═════ TEXTO APRESENTADO ═════

São Paulo, quarta-feira, 02 de dezembro de 2009

Texto Anterior | Próximo Texto | Índice

TENDÊNCIAS/DEBATES

A Itália aposta na América Latina

FRANCO FRATTINI


A Itália trabalha com afinco para reforçar suas relações bilaterais com o Brasil, país que está prestes a viver um momento histórico

ITÁLIA E América Latina: esta é a quarta edição da conferência nacional, um evento singular, já que une o nosso país não a outro país, mas a todo um continente. É fácil explicar o porquê dessa singularidade. A Itália e a América Latina compartilham tradições históricas, culturais, humanas e religiosas, interesses econômicos, desportivos, paixões e estilos de vida. Há aí uma profunda e sólida identidade que vai além da política.
Hoje, a relação entre a Itália e a América Latina desenvolve-se ao longo de três diretrizes que se complementam: a diretriz bilateral, a europeia e a global.
A crise econômica global não poupou a América Latina, porém encontrou, dessa vez, um subcontinente mais preparado do que no passado. A região cresceu de modo contínuo de 2003 a 2008, com taxa superior a 5%, conseguindo, também, aliviar parcialmente o peso da dívida (alguns países até se tornaram credores).
Há, portanto, condições para que a recuperação econômica em 2010 incentive a América Latina a retomar o caminho saudável dos últimos anos: uma expectativa alimentada também pelo mundo econômico italiano.
Nesse sentido, inúmeras são as histórias de sucesso -especialmente no Brasil, autêntico gigante econômico com excepcionais perspectivas de desenvolvimento.
A Itália trabalha com afinco para reforçar suas relações bilaterais com um país que está prestes a viver um momento histórico, talvez único, com a organização da Copa de 2014, da Olimpíada de 2016, o descobrimento de enormes jazidas petrolíferas "offshore" que o tornarão um exportador de hidrocarbonetos, contas públicas em ordem e um sistema econômico muito saudável, baseado, como o italiano, na economia real, que soube encontrar respostas mais eficazes para a crise do que países vizinhos.
Um país, portanto, que, por seu dinamismo econômico, mas também pela consolidada democracia política e social e pela presença da maior comunidade de origem italiana do mundo (aproximadamente 30 milhões), representa a "plataforma" natural da presença italiana na América do Sul.
Nesse contexto, merecem atenção especial as pequenas e médias empresas, com vocação para a internacionalização: colaborando com as eficientes estratégias industriais dos grandes grupos, continuam a operar no Brasil e em toda a América do Sul, levando para a área o melhor daquilo que a Itália tem, seu "made in Italy", e conseguindo superar com sucesso as dificuldades, como aquelas que vivemos nos últimos dois anos.
Existe, porém, a necessidade de um reposicionamento do nosso sistema bancário, ainda de pouca incidência na região, e justamente num momento em que as relações econômicas com os países da região têm se tornado cada vez mais amadurecidas e em pé de igualdade.

═════ ITENS FORNECIDOS ═════

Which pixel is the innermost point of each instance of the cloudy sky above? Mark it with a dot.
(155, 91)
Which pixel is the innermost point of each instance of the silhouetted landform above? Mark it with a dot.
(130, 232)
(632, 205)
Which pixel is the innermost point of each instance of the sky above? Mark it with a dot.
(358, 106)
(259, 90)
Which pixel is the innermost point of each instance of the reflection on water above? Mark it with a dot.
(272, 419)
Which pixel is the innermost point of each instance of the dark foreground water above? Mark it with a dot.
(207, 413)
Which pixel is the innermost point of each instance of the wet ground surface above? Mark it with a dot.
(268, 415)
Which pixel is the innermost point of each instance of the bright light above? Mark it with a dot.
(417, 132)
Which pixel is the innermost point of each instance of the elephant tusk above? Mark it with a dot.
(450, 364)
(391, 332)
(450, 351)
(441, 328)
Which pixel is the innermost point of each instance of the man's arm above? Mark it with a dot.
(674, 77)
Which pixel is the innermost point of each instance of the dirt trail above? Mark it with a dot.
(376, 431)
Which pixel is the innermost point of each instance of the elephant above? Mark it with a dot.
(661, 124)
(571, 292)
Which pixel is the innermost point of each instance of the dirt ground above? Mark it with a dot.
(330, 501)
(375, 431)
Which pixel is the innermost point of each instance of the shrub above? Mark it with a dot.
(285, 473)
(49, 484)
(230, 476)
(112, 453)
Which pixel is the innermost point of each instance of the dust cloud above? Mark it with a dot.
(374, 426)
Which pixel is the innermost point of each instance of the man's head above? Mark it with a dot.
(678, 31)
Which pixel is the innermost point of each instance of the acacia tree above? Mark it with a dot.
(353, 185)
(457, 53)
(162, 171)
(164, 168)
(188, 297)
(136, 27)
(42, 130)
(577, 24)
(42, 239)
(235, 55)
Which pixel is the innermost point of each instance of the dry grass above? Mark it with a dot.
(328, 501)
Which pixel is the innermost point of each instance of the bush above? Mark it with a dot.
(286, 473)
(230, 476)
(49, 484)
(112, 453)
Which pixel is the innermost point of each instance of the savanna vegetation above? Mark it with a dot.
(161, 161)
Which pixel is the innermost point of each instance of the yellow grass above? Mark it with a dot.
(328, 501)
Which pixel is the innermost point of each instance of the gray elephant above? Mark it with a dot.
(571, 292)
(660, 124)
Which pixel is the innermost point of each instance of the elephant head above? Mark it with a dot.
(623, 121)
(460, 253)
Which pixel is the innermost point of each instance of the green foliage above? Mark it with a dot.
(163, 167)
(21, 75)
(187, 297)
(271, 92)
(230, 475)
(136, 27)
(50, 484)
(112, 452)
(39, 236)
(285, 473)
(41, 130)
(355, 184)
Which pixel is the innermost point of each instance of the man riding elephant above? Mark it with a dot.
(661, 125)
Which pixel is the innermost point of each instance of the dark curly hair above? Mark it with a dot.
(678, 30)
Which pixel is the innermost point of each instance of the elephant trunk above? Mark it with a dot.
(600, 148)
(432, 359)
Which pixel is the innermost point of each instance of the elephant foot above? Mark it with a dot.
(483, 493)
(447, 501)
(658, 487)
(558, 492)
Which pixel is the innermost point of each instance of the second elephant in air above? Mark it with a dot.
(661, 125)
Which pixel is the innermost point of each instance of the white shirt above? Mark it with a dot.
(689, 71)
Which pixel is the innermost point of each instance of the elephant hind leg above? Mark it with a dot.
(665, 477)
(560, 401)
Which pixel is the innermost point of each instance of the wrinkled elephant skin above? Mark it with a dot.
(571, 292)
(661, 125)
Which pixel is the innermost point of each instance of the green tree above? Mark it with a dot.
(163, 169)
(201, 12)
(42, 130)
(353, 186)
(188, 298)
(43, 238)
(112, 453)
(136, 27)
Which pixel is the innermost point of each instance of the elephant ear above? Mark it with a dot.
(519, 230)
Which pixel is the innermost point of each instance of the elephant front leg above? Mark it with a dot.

═════

INSTRUÇÃO 1: No texto sobre as relações entre a Itália e a América Latina, quantas pessoas compõem, aproximadamente, a comunidade de origem italiana no Brasil?
INSTRUÇÃO 2: Continue o texto sobre as relações entre a Itália e a América Latina a partir do ponto em que ele termina.
Os itens constituem um material à parte, sem relação com o texto.

RESULTADO DA TAREFA 1: Aproximadamente 30 milhões de pessoas.

RESULTADO DA TAREFA 2:
Na nossa relação com a América Latina, consideramos a dimensão europeia, isto é, o diálogo entre grandes aglomerados regionais, indispensável e complementar ao diálogo bilateral.
Uma dimensão, porém, que ainda não exprimiu todas as suas potencialidades e que poderia ser aprofundada e ampliada.
Por exemplo, é desejável que se consiga formar o apropriado consenso para que as cúpulas ALC-EU, que reúnem, a cada dois anos, chefes de Estado e de governo e ministros das Relações Exteriores de todos os países da União Europeia e da América Latina, tornem-se anuais.
Devemos, também, considerar a possível adoção de uma verdadeira estratégia plurianual da UE em relação ao subcontinente. Na próxima presidência espanhola, a Itália espera firmemente encontrar um parceiro que compartilhe essa sensibilidade.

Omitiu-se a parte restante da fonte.